··· Provided information
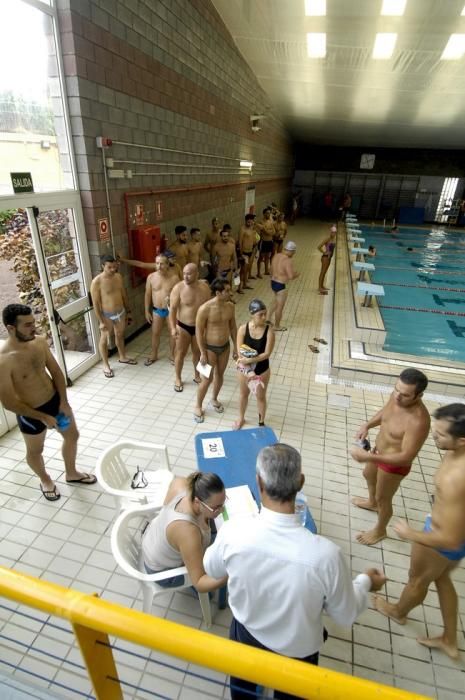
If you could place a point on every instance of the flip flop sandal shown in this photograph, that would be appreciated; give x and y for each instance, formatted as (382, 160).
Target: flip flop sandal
(50, 494)
(84, 479)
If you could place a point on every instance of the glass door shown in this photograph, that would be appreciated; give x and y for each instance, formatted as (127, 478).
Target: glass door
(44, 256)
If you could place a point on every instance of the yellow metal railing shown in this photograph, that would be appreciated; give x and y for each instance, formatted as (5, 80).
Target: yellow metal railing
(94, 619)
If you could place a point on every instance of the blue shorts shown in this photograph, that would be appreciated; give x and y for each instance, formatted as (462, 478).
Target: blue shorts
(33, 426)
(451, 554)
(163, 313)
(277, 286)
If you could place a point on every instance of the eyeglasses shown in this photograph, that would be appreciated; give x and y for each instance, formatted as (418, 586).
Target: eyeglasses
(216, 508)
(138, 480)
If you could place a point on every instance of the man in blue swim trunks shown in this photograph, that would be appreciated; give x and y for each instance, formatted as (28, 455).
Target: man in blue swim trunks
(439, 548)
(282, 271)
(157, 294)
(33, 386)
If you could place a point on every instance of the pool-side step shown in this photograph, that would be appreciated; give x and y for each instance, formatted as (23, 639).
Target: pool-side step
(369, 291)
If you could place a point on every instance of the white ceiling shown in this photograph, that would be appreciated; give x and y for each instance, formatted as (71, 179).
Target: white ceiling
(411, 100)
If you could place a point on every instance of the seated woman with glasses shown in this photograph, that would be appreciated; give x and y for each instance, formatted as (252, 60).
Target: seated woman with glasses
(180, 533)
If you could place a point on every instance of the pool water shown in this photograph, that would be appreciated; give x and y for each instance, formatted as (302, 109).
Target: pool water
(424, 304)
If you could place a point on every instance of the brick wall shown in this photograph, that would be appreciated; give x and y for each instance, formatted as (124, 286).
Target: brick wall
(165, 74)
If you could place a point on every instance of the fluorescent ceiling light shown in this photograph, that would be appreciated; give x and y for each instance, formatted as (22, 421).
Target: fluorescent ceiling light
(384, 45)
(455, 48)
(316, 45)
(393, 8)
(315, 8)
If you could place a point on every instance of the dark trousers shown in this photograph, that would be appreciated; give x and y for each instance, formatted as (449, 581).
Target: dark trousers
(245, 690)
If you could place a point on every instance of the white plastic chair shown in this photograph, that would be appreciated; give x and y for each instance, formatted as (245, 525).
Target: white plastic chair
(115, 471)
(126, 546)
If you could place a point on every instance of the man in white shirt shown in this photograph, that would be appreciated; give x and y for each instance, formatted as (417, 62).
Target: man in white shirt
(281, 576)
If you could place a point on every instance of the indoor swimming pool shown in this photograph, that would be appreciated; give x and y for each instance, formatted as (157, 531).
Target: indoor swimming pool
(423, 275)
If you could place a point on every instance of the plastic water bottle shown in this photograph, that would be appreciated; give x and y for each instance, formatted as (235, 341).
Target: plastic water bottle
(63, 422)
(301, 507)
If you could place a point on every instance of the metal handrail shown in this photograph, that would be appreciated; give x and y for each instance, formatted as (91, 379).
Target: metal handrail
(94, 619)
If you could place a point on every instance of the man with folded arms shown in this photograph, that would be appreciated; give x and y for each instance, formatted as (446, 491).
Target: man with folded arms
(281, 577)
(404, 426)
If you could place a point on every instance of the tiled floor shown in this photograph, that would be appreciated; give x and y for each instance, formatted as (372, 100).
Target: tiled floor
(68, 541)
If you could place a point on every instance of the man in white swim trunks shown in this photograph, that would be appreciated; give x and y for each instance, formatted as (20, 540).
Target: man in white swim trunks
(111, 307)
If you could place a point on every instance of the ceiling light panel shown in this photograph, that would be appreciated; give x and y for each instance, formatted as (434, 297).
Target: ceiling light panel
(316, 45)
(385, 43)
(393, 8)
(455, 48)
(315, 8)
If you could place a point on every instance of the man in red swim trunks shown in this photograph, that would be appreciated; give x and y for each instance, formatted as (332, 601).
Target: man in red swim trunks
(404, 426)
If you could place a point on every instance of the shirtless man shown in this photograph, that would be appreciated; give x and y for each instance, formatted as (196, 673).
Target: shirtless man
(112, 310)
(194, 247)
(404, 426)
(196, 254)
(179, 246)
(224, 254)
(215, 325)
(212, 238)
(267, 231)
(281, 233)
(246, 243)
(32, 385)
(438, 549)
(157, 295)
(282, 271)
(185, 299)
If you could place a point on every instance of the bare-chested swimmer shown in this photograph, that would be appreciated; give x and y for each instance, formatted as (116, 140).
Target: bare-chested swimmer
(185, 299)
(282, 272)
(439, 548)
(157, 294)
(33, 386)
(111, 307)
(404, 426)
(215, 325)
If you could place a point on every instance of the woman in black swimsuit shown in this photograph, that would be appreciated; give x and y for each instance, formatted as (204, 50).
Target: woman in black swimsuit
(257, 334)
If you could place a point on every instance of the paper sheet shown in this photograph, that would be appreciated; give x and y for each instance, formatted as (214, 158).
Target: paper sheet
(204, 370)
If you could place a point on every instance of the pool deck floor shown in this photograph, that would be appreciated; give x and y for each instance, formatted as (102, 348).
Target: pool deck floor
(68, 542)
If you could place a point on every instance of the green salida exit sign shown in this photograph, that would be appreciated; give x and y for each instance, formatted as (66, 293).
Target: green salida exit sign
(22, 182)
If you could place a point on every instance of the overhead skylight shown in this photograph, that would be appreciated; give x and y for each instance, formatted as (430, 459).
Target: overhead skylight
(455, 48)
(315, 8)
(316, 45)
(393, 8)
(385, 43)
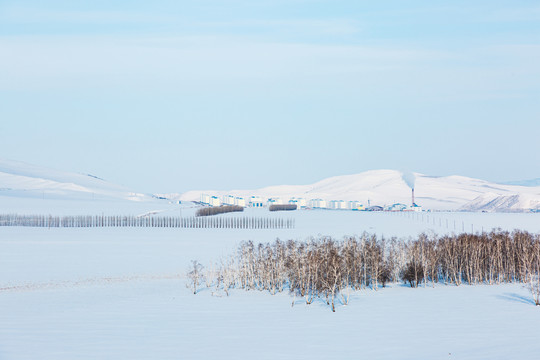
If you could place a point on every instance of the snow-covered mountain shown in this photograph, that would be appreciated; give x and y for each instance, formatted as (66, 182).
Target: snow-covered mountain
(385, 187)
(377, 187)
(18, 179)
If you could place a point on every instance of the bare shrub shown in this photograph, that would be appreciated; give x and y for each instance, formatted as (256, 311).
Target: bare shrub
(413, 273)
(195, 276)
(326, 269)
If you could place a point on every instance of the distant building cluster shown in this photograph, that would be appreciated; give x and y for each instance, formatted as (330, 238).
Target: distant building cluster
(301, 203)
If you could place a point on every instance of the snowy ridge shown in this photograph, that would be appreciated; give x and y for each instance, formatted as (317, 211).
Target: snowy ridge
(19, 179)
(385, 187)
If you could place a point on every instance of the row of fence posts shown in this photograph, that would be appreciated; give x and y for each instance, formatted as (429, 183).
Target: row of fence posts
(147, 221)
(430, 218)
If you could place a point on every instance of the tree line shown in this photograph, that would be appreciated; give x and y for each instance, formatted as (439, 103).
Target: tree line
(81, 221)
(328, 269)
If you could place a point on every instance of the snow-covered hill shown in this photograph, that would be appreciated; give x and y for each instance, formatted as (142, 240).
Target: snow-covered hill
(19, 179)
(385, 187)
(377, 187)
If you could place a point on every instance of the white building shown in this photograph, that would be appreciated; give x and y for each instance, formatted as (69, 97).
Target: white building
(229, 200)
(355, 205)
(240, 201)
(337, 205)
(205, 198)
(274, 201)
(215, 201)
(299, 202)
(318, 204)
(256, 201)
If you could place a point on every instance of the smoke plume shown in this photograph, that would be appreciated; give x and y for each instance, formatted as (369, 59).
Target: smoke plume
(409, 178)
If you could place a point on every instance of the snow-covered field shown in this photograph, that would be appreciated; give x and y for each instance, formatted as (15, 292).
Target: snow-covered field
(100, 293)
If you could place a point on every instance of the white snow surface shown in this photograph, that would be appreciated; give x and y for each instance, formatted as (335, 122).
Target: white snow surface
(22, 180)
(386, 187)
(377, 187)
(119, 293)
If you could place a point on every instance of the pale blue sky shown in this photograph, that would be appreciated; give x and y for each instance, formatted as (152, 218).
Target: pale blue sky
(168, 96)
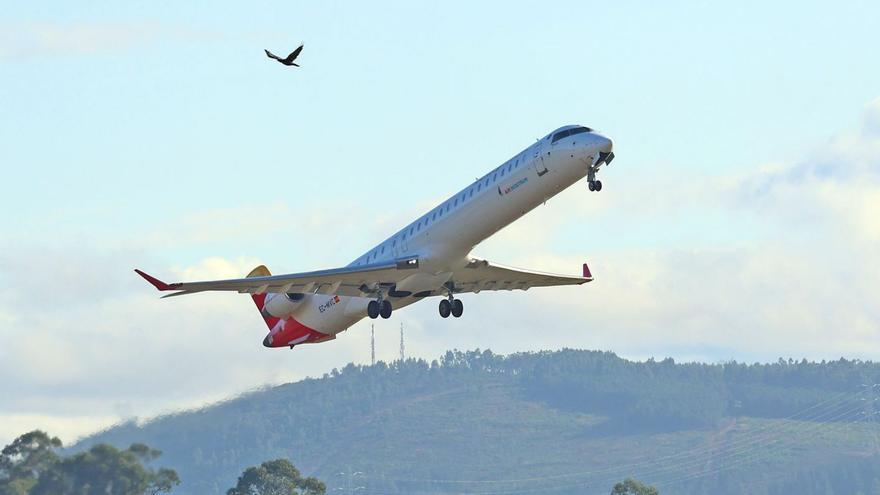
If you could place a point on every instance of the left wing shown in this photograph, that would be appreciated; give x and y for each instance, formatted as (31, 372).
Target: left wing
(346, 281)
(481, 275)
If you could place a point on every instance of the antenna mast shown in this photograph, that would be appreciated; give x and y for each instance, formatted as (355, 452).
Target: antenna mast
(402, 348)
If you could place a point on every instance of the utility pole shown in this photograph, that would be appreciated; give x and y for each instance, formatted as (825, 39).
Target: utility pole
(402, 348)
(348, 482)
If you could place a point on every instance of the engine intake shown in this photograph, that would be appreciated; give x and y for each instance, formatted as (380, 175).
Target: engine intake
(282, 305)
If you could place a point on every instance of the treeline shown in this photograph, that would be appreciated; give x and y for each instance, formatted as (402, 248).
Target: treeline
(31, 465)
(473, 414)
(651, 394)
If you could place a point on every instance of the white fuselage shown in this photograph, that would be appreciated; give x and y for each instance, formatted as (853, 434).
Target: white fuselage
(442, 239)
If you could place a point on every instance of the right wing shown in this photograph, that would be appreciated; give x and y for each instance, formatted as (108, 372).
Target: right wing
(484, 275)
(346, 281)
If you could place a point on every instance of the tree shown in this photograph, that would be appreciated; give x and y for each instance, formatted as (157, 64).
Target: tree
(106, 470)
(24, 460)
(278, 477)
(630, 486)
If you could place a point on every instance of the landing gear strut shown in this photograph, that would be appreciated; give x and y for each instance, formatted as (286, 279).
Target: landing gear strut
(379, 308)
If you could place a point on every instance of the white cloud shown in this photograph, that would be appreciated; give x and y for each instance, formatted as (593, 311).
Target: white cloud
(86, 343)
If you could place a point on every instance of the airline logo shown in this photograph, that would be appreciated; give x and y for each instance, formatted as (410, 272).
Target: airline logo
(505, 189)
(329, 304)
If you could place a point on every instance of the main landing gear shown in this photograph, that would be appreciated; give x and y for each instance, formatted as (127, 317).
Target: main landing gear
(451, 306)
(379, 308)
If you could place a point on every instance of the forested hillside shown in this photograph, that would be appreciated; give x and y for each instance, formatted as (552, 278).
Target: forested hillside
(553, 422)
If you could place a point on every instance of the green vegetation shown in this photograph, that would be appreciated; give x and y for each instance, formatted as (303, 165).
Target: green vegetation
(277, 477)
(31, 466)
(552, 422)
(633, 487)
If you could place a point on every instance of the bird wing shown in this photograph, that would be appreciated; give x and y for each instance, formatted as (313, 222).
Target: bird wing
(294, 54)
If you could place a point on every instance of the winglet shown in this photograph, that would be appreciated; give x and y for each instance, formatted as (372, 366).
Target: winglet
(156, 282)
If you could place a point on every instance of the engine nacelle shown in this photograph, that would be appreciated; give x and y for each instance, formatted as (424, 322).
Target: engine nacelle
(282, 305)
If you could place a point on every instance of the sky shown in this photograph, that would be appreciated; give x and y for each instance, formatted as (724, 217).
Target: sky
(739, 221)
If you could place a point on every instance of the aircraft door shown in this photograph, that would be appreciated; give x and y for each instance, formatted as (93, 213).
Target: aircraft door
(538, 162)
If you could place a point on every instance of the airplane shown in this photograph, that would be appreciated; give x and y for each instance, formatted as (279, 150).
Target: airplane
(429, 257)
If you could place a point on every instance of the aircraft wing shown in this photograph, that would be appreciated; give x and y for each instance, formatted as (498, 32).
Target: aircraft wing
(481, 275)
(347, 281)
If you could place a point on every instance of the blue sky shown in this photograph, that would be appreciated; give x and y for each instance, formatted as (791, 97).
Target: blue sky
(158, 135)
······
Nothing but the lines above from the one containing "Target: man with folded arms" through the one containing "as (116, 140)." should appear in the answer, each repeated exactly.

Target: man with folded arms
(281, 577)
(404, 426)
If you could place a point on every instance of the tiled floor shown in this photograph, that would be appreciated; give x and y for each instance, formatted as (372, 100).
Target: tiled floor
(68, 541)
If you could place a point on every instance of the man in white swim trunks shown in this photograph, that would be appreciated; give x and y for each instance, formatted as (20, 540).
Target: man in white swim trunks
(111, 307)
If you could place a point on every instance of the ceiling light panel shown in this photograph, that would be appreciated; give x and y for each instance, formatted as (434, 297).
Target: ceiling light panel
(316, 45)
(385, 43)
(393, 8)
(455, 48)
(315, 8)
If you could place a point on every instance of the man in red swim trunks shown in this photograph, that would be appreciated; give x and y for each instance, formatted as (332, 601).
Target: man in red swim trunks
(404, 426)
If you could place a point on every instance of the shirtless man shown in this photograph, that would be appreciated; give x and y for each instance, formatted as (196, 673).
Target: shirtless man
(112, 310)
(194, 247)
(404, 426)
(196, 254)
(179, 246)
(224, 254)
(215, 325)
(212, 238)
(267, 231)
(281, 233)
(246, 243)
(32, 385)
(438, 549)
(157, 295)
(282, 271)
(185, 299)
If you could place a point on every instance of the bare-chested swimmer shown in this photograph, that would be appreciated; give x and y for each instance, formatted as (116, 140).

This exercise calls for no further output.